**Work to complete**
Skip the images. Copy the records exactly as written.

┄┄┄┄┄┄

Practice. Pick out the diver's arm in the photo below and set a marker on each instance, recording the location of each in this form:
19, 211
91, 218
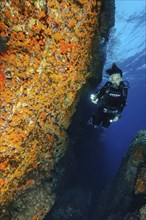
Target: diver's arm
96, 97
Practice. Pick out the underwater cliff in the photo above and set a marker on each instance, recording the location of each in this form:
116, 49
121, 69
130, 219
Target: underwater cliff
49, 50
125, 198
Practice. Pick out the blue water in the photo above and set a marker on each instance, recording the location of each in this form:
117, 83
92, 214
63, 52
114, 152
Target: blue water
127, 48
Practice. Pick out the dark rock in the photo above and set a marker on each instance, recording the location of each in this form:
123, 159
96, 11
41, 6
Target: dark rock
120, 200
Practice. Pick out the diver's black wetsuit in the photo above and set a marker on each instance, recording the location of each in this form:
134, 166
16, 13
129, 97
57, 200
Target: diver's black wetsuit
112, 99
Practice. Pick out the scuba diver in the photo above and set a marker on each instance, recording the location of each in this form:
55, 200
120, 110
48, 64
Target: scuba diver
110, 99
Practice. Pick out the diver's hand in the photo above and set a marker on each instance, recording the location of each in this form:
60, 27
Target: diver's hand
94, 99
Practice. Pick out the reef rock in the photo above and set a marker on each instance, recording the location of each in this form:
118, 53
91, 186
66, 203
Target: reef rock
125, 199
45, 60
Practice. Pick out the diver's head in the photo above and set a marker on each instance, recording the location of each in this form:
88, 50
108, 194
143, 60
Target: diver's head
115, 78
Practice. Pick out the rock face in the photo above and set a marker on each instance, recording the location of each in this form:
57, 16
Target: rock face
125, 199
46, 58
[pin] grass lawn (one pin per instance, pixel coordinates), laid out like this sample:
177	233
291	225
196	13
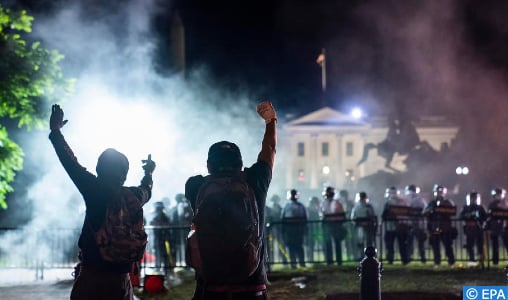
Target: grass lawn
319	283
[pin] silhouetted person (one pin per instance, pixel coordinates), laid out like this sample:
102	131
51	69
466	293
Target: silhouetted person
418	231
225	161
474	216
294	219
365	221
497	226
395	227
440	226
181	219
333	231
313	216
276	228
98	278
349	242
162	238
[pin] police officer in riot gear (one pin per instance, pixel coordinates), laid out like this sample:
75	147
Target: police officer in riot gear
365	222
333	231
294	228
395	227
439	225
474	216
497	226
417	204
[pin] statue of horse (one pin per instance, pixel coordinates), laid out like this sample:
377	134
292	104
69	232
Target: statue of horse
402	138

┄┄┄┄┄┄

**Response area**
Practice. Pick out the diver's arm in the photo below and set a marker on each instance, recording the location of each in this form:
19, 211
91, 218
Target: diver's arm
96, 97
Practice. Pick out the underwater cliff in the photo above and set a marker on each instance, recording the location of each in this form:
116, 49
121, 69
130, 219
Target: underwater cliff
49, 50
125, 198
Practice. Pick out the blue water in the photo above and set a marker on each instance, recording the location of each in this form:
117, 83
92, 214
63, 52
114, 152
Target: blue water
127, 48
Practice. Pick out the dark rock in the photo above and set a marker on each instance, recording the location of each in this form:
123, 159
96, 11
41, 6
Target: dark rock
120, 200
Practice. Pick out the diver's black wetsuit in the photo above and set a marker on each instance, recording the location of each in this form:
134, 166
16, 13
129, 97
57, 200
Target: diver's black wetsuit
112, 99
Practice. Pick out the scuba diver in the photo above and set a marker on each instance, recording the location of each in this form:
55, 200
120, 110
48, 64
Target: scuba diver
110, 99
Practice. Pick out the diver's hand in the photo above and set a marker on each instance, recording the location of each in this form:
60, 27
Target: diver's hand
94, 99
Practice. Pick out the reef rock in the photo above and set a marker on each instance, recording the location of each in this form:
118, 53
91, 186
66, 203
Target: reef rock
125, 199
45, 60
Practice. Pick out the diver's head in the photo above and set a marker on each instance, recording the location of each in this form:
88, 50
108, 194
143, 60
Target: diver's head
115, 78
Practice. Pick out the rock face in the photo above and set a marker on each instance, recording the location of each in this form:
57, 16
Target: rock face
125, 199
46, 58
[pin] grass lawn (one pin per instance, pixel coordinates), laid out like this sample:
177	233
291	225
196	13
Target: grass lawn
319	283
[pin] silhouetted person (one pin per instance, pixel coordinates), laid out like this sample:
102	131
51	69
466	293
Target: silhouetted person
418	231
225	161
474	216
294	219
365	221
497	226
395	227
440	226
181	219
333	231
313	216
276	228
98	278
349	242
162	238
[pin] police officer in riot gear (one pin per instance, pixel coordinates), laid out like this sample:
75	147
Target: police officer in riot gear
365	222
333	231
294	228
395	227
439	225
474	216
497	226
417	204
[pin] statue of horse (one pin per instance, pixel coordinates), laid out like this sample:
377	134
292	104
69	232
Target: statue of horse
402	138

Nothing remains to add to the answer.